[Begin INPUT ROWS]

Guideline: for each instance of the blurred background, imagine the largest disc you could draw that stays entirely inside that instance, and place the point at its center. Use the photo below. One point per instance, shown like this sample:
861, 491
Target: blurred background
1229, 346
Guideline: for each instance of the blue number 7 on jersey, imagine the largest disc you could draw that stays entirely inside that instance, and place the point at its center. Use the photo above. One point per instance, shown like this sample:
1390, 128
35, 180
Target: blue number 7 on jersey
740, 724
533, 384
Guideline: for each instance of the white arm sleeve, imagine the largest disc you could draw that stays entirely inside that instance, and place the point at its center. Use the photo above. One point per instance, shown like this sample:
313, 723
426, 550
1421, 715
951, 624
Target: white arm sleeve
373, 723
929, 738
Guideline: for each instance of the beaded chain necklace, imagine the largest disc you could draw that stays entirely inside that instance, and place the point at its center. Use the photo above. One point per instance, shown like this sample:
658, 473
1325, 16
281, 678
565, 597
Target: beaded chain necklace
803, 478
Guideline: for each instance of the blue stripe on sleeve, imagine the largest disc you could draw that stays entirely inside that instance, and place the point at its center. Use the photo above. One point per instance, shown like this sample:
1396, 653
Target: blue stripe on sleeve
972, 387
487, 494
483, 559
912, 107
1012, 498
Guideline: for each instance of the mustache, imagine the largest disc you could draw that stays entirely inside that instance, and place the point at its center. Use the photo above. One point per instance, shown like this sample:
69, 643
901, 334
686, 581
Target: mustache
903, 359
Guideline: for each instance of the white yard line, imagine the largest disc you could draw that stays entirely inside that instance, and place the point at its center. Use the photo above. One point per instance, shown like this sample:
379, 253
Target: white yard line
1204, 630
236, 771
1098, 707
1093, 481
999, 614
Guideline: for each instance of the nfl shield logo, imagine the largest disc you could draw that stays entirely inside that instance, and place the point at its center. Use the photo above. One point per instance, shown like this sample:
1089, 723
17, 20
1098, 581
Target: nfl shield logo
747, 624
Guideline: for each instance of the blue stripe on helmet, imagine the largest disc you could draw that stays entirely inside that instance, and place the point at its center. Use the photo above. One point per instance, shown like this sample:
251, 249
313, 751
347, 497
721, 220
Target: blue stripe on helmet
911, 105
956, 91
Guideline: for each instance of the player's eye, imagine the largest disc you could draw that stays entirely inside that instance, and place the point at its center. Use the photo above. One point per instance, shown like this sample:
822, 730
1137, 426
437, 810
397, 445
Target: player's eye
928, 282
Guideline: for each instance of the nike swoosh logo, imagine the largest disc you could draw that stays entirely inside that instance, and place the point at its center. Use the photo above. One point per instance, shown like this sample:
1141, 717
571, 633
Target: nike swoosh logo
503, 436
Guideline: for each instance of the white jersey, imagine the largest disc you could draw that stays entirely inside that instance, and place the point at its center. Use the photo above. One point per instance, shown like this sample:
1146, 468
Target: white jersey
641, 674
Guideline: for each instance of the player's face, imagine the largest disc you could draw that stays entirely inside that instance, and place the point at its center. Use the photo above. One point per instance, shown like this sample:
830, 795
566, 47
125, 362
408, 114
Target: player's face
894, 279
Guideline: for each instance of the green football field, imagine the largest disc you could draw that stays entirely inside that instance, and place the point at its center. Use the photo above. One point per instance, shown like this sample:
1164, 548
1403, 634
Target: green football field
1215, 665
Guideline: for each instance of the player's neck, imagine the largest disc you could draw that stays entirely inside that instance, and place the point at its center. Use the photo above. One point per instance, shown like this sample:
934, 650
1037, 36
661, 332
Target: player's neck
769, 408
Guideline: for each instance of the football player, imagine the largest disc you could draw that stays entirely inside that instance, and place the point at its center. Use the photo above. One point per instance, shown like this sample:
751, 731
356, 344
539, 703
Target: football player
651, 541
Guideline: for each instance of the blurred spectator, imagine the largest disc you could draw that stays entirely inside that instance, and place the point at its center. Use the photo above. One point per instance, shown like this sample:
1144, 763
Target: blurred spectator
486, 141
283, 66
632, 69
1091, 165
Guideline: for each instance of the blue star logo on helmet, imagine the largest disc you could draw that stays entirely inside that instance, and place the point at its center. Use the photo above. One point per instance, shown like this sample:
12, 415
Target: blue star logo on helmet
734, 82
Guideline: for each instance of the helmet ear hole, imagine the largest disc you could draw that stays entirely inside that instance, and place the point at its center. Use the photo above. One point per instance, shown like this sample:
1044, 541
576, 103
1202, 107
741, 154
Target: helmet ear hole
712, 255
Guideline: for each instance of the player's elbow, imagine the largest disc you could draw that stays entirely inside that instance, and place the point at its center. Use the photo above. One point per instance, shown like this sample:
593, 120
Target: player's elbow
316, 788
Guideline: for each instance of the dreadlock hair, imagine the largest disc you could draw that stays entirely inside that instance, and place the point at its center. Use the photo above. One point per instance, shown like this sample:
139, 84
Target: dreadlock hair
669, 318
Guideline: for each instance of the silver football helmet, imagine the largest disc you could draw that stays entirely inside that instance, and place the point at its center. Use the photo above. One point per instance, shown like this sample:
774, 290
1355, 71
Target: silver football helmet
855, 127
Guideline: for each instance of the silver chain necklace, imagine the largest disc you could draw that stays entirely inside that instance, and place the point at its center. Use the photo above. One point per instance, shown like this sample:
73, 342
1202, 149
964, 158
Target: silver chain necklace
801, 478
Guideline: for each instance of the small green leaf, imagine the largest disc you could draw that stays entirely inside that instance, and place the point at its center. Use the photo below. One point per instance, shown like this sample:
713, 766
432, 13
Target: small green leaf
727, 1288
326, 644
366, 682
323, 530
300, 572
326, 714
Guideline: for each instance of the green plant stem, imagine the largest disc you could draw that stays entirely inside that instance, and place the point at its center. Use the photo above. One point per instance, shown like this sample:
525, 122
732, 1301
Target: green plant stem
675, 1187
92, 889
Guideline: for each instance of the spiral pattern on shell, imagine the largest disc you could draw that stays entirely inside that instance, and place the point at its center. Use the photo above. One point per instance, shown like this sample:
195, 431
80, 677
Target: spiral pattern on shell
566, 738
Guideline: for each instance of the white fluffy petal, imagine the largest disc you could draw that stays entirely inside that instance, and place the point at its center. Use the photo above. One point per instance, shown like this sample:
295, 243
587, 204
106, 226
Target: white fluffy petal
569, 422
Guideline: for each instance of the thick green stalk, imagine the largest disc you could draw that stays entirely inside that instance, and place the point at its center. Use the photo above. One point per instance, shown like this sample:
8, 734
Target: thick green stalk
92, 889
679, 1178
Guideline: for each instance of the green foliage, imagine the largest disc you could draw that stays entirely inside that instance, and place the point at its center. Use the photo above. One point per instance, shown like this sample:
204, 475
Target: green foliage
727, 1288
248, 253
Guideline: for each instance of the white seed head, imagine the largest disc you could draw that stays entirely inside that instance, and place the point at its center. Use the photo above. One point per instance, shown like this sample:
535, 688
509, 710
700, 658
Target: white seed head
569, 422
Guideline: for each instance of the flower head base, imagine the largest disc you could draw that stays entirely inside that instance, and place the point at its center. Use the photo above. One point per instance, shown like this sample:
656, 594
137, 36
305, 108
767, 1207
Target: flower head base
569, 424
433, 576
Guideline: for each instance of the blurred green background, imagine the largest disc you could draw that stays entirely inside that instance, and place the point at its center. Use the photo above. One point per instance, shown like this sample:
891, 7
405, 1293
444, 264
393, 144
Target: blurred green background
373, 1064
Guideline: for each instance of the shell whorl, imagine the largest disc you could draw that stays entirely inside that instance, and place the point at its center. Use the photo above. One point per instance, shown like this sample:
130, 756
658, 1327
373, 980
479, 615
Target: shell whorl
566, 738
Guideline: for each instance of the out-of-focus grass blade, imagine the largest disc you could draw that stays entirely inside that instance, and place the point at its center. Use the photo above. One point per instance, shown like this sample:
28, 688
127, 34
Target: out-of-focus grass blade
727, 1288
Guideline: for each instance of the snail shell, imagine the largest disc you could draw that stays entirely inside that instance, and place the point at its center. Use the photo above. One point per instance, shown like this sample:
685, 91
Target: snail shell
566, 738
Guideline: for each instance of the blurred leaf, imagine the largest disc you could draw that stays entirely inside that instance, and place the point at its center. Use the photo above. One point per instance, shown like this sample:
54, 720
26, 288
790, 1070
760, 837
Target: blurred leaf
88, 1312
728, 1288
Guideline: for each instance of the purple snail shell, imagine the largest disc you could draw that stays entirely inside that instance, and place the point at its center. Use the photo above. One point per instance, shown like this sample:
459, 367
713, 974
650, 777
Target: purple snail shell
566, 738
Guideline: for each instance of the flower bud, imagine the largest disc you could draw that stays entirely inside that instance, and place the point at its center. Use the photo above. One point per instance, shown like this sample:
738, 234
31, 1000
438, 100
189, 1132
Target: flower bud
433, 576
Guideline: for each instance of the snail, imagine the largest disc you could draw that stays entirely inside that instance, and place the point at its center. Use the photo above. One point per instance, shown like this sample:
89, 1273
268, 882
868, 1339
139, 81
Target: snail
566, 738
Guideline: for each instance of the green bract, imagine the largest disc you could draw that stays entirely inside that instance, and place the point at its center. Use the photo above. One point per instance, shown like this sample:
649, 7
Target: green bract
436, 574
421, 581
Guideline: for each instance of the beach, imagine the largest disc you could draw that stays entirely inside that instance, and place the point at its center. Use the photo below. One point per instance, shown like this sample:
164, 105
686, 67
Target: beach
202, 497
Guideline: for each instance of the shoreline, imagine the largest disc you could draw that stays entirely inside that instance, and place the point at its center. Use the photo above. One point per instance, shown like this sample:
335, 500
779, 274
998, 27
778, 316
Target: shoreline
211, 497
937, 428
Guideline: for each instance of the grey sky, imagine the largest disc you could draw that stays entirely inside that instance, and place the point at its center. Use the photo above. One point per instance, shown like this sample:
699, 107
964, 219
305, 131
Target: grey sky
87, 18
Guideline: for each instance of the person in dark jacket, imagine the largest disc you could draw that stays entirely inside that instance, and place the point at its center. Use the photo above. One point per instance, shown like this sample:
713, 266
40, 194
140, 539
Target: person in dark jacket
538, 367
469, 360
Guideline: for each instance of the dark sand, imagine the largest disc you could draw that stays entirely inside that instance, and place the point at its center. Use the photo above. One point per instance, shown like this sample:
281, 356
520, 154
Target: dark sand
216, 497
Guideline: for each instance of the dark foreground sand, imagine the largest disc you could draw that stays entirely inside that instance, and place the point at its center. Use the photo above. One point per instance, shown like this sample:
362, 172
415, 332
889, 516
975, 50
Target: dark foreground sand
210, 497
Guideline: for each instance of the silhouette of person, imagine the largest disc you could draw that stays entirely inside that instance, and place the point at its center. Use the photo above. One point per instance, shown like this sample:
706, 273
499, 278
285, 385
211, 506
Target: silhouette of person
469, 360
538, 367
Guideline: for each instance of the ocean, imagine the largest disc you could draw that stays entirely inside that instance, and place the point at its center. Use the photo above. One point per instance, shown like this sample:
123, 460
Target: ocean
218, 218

[End INPUT ROWS]

:: DIRECTIVE ::
Find the line that contains "Guideline: for each instance of the grey" in the listing above. Retype it and every line after it up to the last, exactly, and nothing else.

:: REPLY ::
Guideline: for each instance of the grey sky, imagine the largest disc you could draw that stays entirely inside that instance, and place the point at its center. Use the photo above. One point per instance, shown like this sample:
699, 107
964, 219
305, 131
Target: grey sky
87, 18
Guideline: for each instance of the person in dark jacket, imagine the largest disc you could draw that stays entirely inside that instance, and place the point at its center. Use the photo above. One point per instance, shown like this sample:
713, 266
40, 194
140, 539
Target: person in dark jacket
538, 367
469, 360
Guideline: for each instance of the dark sand, imagine the largest disc you could draw that stays entirely inside that instance, and place the point at its center. Use the photo above. One point per instance, shown like this sample:
281, 356
520, 154
Target: dark sand
216, 497
Guideline: for each instance of the dark foreground sand, imagine the largest disc you could draw that stays entirely inside that instance, and place the point at its center. Use the photo above. One point per instance, shown like this sample:
362, 172
415, 332
889, 516
975, 50
Target: dark foreground sand
210, 497
Guideline: for each instance of the silhouette of person, imagine the largest disc you could draw that stays entirely inside that instance, and place the point at its center. Use the photo above. One point per instance, shown like this sample:
706, 273
499, 278
285, 385
211, 506
Target: silhouette of person
469, 360
538, 367
Guideline: for each instance of the ocean, imagine the largest disc you could draw that stays entirely inside that instance, and place the point at its center. Use the photo above. One point per instance, shown like this sample:
123, 460
Target: ocean
218, 218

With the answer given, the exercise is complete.